== Excerto do texto
Empresas de Água desafiadas a dominarem instrutivos reguladores

Os gestores das Empresas Provinciais de Água e Saneamento (EPAS) da Huíla, Namibe, Cunene e Cuando Cubango foram desafiados a lerem e a interpretar correctamente os intrusivos reguladores do sector, recentemente aprovados pelo Executivo, para melhor decidirem as suas acções.

Trata-se dos regulamentos das Relações Comerciais, Qualidade dos Serviços, Informação Reguladora  e do Regime  Sancionatório, cuja recomendação em dominá-los foi feita na sexta-feira, na cidade do Lubango.

O desafio vem expresso no comunicado final do  Workshop Regional Sul de Água e Saneamento, que decorreu sob o lema “Sustentabilidade das Entidades Gestoras, Desafios  e Perspectivas”, promovido  pelo Instituto  Regulador dos Serviços  de Electricidade e de Água (IRSEA).

Evento, o primeiro de cinco  que  estão  programados  para o presente ano, sendo quatro de âmbito regional e um de âmbito nacional, teve a  durante dois dias, reflectiu e partilhou o papel da entidade reguladora no  sector das águas, a situação económica e financeira das empresas de água e saneamento  desta parcela do país.

Do workshop  participaram os PCA e respectivos administradores das EPAS,  administradores municipais adjuntos da província da Huíla, representantes dos projectos PEDISA II e da  direcção nacional de água e saneamento. 

De acordo com o documento, as entidades gestoras são as responsáveis em terem os dados  de produção, distribuição, facturação e cobranças e que estes  devem  ser partilhados  com o regulador e para melhor análise  das respostas tarifárias é necessário dominar os regulamentos em causa.

Às empresas de Água foram, igualmente, recomendadas a preocuparem-se para apresentarem  os  seus dados operacionais e a sua  situação  comercial, uma vez que os investimentos são feitos  pelo Governo Central, pelo que devem planificá-los, em função das necessidades para que sejam sustentáveis.

Os participantes concluíram que as entidades gestoras não estão ainda em todas extensões províncias, sendo que a Huíla está em apenas três (Lubango, Jamba e Cacula) dos 14 municípios, com perspectiva de instalar na Chibia, Quipungo e Matala.

Na província do Cuando Cubango, a EPAS  está a operar em três dos  nove municípios, o Cunene,  dos seis municípios, só opera em quatro e a EPAS  Namibe é a única que opera nos cinco municípios que compõem a província.
====
**Enunciado**
Responda a partir da notícia sobre as empresas de água:
1. Em que cidade foi feita a recomendação de dominar os regulamentos?
2. Que instituto promoveu o workshop?
3. Em quantos municípios do Cunene opera a EPAS?
== Dados de origem
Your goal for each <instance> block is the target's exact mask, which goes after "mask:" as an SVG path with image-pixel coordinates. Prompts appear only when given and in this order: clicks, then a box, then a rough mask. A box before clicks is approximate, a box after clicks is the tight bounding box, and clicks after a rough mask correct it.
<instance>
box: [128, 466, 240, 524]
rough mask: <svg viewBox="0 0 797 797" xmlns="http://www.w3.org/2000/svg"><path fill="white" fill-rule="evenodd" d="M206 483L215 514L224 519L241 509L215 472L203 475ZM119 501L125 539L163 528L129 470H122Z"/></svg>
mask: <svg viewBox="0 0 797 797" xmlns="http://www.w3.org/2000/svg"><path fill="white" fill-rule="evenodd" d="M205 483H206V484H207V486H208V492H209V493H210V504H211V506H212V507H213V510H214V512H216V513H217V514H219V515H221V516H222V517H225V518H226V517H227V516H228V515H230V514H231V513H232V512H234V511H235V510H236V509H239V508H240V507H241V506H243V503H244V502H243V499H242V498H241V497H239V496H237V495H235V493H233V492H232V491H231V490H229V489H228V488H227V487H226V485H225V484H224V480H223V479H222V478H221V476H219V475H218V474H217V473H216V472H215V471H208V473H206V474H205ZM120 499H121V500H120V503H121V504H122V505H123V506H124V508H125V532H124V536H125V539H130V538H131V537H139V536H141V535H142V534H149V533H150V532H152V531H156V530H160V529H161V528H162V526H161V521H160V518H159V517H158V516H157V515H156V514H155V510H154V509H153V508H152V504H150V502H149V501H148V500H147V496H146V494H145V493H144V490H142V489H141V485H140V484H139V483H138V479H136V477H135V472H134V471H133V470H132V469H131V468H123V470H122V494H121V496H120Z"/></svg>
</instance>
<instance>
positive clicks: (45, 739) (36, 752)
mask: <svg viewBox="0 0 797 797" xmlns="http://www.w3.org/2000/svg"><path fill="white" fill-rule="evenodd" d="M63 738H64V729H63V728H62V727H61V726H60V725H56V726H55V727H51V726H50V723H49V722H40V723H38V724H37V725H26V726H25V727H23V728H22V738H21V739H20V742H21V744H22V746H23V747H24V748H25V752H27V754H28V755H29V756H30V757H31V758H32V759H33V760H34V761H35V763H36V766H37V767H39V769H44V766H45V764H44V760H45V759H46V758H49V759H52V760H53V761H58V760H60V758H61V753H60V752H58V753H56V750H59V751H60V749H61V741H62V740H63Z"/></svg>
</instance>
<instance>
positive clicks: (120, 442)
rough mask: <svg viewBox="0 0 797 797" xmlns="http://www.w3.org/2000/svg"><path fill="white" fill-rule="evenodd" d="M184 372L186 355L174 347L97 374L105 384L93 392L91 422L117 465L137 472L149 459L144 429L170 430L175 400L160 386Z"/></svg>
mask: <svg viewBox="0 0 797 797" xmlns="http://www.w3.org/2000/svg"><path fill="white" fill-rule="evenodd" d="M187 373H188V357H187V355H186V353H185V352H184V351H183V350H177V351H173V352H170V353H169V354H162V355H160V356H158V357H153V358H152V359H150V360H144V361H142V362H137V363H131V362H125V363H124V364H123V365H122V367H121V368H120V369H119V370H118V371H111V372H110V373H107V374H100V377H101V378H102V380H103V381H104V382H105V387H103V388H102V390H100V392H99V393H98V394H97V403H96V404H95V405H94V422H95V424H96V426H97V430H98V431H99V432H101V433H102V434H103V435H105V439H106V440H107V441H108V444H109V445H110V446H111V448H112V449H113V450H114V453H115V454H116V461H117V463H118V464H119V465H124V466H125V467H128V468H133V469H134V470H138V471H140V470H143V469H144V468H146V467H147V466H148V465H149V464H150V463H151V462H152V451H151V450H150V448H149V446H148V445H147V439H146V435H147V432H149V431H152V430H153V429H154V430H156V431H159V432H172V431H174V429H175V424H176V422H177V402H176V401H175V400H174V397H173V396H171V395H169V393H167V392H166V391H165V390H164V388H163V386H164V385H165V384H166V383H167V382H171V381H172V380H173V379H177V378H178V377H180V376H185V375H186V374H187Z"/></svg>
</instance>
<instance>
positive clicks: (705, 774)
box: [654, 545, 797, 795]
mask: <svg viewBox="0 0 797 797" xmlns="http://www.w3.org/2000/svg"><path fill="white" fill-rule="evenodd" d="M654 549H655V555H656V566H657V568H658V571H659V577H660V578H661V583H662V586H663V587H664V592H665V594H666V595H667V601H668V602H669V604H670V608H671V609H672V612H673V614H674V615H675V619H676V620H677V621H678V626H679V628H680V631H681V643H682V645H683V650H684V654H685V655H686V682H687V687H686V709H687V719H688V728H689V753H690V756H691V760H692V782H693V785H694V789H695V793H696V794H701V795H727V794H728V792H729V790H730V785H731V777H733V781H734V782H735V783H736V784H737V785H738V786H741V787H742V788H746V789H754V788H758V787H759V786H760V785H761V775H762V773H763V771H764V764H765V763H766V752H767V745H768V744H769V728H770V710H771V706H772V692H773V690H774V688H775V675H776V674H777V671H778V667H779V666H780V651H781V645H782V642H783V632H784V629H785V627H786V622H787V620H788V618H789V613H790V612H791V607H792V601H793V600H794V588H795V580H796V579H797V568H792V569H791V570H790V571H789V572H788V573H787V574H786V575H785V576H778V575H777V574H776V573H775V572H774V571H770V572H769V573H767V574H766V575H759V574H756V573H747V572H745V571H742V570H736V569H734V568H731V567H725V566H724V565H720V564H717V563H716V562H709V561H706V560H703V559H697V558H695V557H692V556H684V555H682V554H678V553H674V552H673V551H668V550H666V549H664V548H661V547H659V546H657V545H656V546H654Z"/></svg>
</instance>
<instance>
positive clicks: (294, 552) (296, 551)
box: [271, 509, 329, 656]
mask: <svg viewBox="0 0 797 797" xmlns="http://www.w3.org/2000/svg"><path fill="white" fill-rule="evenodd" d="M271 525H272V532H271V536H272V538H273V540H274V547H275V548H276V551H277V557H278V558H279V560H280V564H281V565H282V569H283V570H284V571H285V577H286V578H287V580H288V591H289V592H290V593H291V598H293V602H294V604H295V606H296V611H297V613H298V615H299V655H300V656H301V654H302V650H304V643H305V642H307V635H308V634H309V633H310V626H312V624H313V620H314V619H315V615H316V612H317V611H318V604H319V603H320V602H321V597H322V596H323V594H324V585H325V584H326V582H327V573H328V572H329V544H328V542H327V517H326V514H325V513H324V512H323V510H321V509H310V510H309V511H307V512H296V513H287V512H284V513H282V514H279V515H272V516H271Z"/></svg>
====
**Resposta esperada**
1. No Lubango.
2. O Instituto Regulador dos Serviços de Electricidade e de Água (IRSEA).
3. Em quatro dos seis municípios.